━━━ SELECTED PASSAGE ━━━

Rapid testing coming to schools after 24 COVID-19 cases reported in one weekend

·3 min read
Cases in schools are continuing to rise as schools prepare to go online.  (Evan Mitsui/CBC - image credit)
Cases in schools are continuing to rise as schools prepare to go online. (Evan Mitsui/CBC - image credit)

Rapid COVID-19 tests could be used in schools as early as this week, as the province works to get outbreaks under control.

The government of Saskatchewan is providing 100,000 rapid COVID-19 tests to schools across the province.

The tests use a short nasal swab and can be administered by anyone who has completed a training program. The province said schools are going to work with their local medical health officers to determine where to do the testing and ensure parents and caregivers give consent.

Teachers will not be asked to administer tests, the province said. If a rapid test is positive then a polymerase chain reaction test is needed to confirm it, the province said.

"A rapid testing program in schools is another excellent tool to help monitor the presence of COVID-19," Education Minister Dustin Duncan said in a statement.

19 cases of COVID-19 recently reported in Regina schools

COVID-19 cases are increasing in Regina schools with 19 cases reported on March 20 and 21.

Dr. Maurice Hennink, a medical health officer for Regina and area with the Saskatchewan Health Authority, said school cases reflect community transmission.

"We are constantly interacting with the school administration on individual cases as well as advising in terms of close contact," Hennink told The Morning Edition on March 22. "We're interacting and providing advice to them very, very actively."

Online learning to begin

Regina's two main school divisions were previously told to assume a majority or all of school cases were variants of concern. Regina Public Schools are going online for high school students starting on March 24, with elementary students doing the same on March 29.

Regina Catholic schools will all move to remote learning starting on March 29.

Both the public and Catholic school expect students will return to in-person learning on April 12.

Hennink said the move to online learning should help cut COVID-19 transmission levels.

"We'll have to see, you know, how the next two weeks unfold in our community," Hennink said.

Regina Public Schools are going online for high school students starting on March 24, with elementary students doing the same on March 29. Regina Catholic schools will all move to remote learning starting on March 29.
Regina Public Schools are going online for high school students starting on March 24, with elementary students doing the same on March 29. Regina Catholic schools will all move to remote learning starting on March 29.(Lisa Maree Williams/Getty Images)

Infectious diseases doctor Alex Wong said while Regina ICU doctors are reporting the variants affecting younger people, it's not necessarily school-aged children who are becoming critically ill. Even still, Wong said due to community spread the school divisions are making the right choice to go to remote learning.

"We're seeing widespread community transmission with a much more transmissible virus," Wong said. "A lot of the outbreaks that are being seen and traced by my colleagues here in Regina are tracing from schools.

"Unfortunately, right now I believe that it's necessary until we're able to get things under control and get a much more significant proportion of the population vaccinated and protected."

━━━ DATA TO EXAMINE ━━━

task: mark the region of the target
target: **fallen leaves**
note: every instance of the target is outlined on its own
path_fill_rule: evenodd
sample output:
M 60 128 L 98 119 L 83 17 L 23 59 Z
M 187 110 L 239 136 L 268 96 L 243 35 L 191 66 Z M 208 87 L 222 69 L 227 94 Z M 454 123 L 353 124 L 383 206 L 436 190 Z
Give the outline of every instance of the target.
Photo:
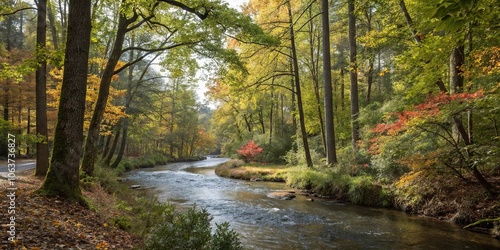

━━━

- TASK BRIEF:
Using the article on rapid COVID-19 testing in schools, answer the following:
1. How many rapid COVID-19 tests is the government of Saskatchewan providing to schools?
2. On what date do Regina Public Schools move high school students online?
3. On what date do the public and Catholic schools expect students to return to in-person learning?

- YOUR SOLUTION:
1. 100,000
2. March 24
3. April 12